■ What you should do
Quote the line containing "Make sure each instance of the faucet" and all lines that follow it in the listing below, exactly as written.

Object point labels:
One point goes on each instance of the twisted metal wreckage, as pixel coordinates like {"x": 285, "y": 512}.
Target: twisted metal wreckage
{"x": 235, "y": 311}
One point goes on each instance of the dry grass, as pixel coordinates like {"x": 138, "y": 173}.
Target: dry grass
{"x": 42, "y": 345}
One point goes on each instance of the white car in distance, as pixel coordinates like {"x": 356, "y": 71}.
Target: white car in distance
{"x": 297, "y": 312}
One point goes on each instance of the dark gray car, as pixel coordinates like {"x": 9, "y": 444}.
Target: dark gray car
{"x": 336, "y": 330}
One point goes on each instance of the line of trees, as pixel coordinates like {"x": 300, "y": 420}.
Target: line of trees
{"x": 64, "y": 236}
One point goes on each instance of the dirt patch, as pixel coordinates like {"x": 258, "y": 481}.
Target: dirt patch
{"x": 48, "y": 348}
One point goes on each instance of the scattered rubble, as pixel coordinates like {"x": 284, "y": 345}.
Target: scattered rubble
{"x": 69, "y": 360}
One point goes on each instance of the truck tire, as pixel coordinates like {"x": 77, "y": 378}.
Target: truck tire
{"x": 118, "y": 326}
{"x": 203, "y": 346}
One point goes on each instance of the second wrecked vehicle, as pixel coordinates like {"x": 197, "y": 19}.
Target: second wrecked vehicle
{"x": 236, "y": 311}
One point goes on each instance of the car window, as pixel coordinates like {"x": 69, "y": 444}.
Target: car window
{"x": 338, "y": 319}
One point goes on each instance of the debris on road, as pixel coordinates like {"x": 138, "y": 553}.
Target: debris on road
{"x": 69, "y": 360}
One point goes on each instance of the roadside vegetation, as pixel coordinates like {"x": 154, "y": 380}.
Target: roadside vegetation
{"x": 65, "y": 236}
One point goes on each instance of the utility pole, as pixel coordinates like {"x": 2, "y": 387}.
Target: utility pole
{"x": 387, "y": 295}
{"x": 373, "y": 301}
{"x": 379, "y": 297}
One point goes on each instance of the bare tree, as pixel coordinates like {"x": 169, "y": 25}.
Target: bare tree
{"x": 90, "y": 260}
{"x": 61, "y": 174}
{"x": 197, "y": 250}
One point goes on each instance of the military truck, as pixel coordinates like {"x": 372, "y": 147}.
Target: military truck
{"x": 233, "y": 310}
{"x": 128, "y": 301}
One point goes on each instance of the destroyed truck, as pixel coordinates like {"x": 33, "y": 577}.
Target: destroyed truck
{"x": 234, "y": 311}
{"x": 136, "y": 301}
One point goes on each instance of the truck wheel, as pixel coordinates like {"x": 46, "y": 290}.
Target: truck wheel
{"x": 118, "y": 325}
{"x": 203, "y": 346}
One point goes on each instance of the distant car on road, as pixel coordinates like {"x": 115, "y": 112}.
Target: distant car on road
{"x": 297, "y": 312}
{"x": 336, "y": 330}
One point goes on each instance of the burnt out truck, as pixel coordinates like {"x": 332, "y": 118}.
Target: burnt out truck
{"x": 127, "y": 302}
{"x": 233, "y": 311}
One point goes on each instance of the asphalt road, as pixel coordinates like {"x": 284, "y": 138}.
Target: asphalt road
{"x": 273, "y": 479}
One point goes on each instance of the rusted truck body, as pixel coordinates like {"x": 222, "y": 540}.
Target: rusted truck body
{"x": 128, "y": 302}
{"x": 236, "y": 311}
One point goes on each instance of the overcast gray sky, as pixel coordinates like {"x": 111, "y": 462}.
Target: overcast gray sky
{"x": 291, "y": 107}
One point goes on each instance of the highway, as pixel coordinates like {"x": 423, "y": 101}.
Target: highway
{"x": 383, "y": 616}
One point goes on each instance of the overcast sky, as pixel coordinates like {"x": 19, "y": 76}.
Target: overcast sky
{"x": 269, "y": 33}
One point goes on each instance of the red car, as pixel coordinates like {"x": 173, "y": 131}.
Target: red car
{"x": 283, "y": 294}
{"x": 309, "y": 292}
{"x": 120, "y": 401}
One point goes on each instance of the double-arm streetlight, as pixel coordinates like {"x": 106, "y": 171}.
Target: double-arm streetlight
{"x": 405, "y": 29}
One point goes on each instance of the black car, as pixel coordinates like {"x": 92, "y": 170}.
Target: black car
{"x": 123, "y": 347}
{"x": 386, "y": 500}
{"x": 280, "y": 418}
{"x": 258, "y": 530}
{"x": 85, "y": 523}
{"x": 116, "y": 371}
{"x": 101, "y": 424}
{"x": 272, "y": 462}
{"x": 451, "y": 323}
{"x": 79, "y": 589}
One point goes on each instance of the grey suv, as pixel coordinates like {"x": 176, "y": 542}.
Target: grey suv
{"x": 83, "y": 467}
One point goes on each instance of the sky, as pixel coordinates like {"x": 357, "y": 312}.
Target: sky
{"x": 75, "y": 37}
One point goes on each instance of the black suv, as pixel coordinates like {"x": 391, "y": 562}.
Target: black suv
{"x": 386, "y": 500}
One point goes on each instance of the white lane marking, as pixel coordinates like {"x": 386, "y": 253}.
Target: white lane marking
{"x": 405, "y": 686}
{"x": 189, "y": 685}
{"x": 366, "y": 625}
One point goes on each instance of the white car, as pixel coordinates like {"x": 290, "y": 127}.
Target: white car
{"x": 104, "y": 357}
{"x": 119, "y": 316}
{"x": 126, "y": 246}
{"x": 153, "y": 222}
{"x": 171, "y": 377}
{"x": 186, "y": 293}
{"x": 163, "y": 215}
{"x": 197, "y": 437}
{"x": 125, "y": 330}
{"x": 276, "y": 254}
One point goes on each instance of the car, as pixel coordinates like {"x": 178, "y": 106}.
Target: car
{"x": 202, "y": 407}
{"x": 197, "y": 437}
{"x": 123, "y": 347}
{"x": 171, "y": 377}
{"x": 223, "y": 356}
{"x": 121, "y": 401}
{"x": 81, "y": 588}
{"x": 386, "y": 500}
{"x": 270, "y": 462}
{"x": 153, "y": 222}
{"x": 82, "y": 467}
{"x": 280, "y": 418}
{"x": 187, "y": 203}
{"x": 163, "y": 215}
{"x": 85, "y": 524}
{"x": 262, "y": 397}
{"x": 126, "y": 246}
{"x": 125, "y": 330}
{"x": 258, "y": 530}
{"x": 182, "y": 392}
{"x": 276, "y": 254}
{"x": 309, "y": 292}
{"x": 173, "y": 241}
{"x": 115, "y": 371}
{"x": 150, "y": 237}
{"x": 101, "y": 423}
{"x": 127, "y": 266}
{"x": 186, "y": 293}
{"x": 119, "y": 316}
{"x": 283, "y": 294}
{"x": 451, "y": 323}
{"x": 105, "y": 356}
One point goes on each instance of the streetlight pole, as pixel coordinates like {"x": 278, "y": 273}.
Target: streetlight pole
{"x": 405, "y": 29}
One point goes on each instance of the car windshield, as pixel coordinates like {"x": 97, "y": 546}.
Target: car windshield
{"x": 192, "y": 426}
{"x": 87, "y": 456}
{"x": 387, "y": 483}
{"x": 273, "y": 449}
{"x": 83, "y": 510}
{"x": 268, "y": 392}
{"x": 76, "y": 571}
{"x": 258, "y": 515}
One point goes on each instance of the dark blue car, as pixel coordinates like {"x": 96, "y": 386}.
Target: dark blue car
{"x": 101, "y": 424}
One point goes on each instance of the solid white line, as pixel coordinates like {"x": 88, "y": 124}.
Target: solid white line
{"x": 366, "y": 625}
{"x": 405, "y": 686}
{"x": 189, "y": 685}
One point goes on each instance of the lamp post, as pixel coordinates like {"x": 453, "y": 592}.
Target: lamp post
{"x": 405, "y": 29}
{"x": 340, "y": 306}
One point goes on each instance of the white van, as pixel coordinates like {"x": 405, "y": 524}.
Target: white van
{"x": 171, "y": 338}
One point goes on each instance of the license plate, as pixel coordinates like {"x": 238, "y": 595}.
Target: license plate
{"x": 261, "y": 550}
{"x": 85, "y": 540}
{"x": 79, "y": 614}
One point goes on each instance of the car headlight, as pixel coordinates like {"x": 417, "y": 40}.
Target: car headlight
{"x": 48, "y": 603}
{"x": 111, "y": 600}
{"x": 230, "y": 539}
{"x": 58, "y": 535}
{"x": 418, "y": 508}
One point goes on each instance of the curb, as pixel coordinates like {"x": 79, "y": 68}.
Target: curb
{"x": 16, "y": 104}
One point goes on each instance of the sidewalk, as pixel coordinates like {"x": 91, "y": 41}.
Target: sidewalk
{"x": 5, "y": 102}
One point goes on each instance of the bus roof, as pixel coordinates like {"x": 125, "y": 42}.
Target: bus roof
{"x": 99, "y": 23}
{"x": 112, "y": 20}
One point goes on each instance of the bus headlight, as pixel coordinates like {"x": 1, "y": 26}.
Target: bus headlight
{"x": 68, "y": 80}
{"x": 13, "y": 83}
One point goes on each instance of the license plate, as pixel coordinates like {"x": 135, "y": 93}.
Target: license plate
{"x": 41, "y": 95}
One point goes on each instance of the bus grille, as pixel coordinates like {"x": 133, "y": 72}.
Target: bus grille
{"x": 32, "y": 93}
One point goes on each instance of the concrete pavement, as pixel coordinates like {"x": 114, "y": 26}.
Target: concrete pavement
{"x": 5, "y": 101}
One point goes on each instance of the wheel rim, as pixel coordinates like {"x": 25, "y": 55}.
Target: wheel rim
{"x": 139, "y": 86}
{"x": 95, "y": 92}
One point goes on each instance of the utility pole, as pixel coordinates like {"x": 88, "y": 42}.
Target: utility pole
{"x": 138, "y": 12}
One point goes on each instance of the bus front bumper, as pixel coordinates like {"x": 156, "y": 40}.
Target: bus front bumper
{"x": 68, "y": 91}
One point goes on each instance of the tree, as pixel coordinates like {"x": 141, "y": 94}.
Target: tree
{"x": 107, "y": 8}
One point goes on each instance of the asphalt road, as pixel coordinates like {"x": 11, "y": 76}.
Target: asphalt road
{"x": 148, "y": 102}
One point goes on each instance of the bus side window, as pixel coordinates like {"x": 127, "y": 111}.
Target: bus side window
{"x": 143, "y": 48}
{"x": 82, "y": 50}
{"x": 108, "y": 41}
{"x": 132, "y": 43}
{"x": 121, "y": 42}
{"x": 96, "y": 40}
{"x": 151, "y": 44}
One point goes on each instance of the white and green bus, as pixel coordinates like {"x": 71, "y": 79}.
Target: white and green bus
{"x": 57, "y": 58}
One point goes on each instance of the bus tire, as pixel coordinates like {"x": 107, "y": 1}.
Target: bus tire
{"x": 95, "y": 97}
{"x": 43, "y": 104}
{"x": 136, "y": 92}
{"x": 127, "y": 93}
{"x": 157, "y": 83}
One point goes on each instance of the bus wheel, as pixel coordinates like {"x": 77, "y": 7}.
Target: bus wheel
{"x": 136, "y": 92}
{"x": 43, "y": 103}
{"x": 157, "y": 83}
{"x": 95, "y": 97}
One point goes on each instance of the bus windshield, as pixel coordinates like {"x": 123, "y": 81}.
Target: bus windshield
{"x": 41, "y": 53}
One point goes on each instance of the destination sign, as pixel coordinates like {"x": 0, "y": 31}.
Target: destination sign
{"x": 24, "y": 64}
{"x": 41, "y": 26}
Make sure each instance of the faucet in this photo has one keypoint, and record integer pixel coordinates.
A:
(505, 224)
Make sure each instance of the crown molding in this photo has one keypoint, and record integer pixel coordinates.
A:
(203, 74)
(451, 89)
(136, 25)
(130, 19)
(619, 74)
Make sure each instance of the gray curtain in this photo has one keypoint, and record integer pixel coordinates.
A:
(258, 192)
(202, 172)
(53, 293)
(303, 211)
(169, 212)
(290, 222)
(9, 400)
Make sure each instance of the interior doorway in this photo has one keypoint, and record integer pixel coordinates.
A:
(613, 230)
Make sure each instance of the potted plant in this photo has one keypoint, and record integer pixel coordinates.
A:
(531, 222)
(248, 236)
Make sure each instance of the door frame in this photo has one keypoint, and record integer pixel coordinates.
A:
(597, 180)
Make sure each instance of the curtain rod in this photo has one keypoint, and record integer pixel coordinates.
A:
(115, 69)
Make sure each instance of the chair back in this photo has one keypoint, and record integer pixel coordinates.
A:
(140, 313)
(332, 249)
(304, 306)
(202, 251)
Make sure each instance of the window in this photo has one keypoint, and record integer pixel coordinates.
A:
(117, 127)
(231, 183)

■ Final result
Make sure each instance of the faucet in this photo has one keypoint, and record integer pixel coordinates.
A:
(505, 224)
Make sure each instance of the crown molding in this photo has one keypoint, and record integer pixel coordinates.
A:
(203, 74)
(451, 89)
(136, 25)
(130, 19)
(619, 74)
Make sure each instance of the gray curtain in this photo has one keypoint, and record integer pixel coordinates.
A:
(258, 192)
(202, 172)
(53, 293)
(303, 211)
(169, 212)
(290, 222)
(9, 400)
Make sure each instance of the interior doorway in this photo has one keypoint, and record integer pixel coordinates.
A:
(613, 230)
Make sure each instance of the potted plant in this photo has one keypoint, and record integer pixel coordinates.
A:
(531, 222)
(248, 236)
Make sure each instance of the door frame in this photo has one keypoint, and record integer pixel coordinates.
A:
(597, 180)
Make sure each instance of the curtain rod in this photo has one keypoint, and record integer pixel coordinates.
A:
(115, 69)
Make sure each instance of the chair back in this photo has one keypoint, and record integer pixel coordinates.
A:
(140, 313)
(332, 249)
(304, 306)
(202, 251)
Make sure each instance of the window in this photo has one keypoint, and record integer pixel coordinates.
A:
(117, 127)
(231, 183)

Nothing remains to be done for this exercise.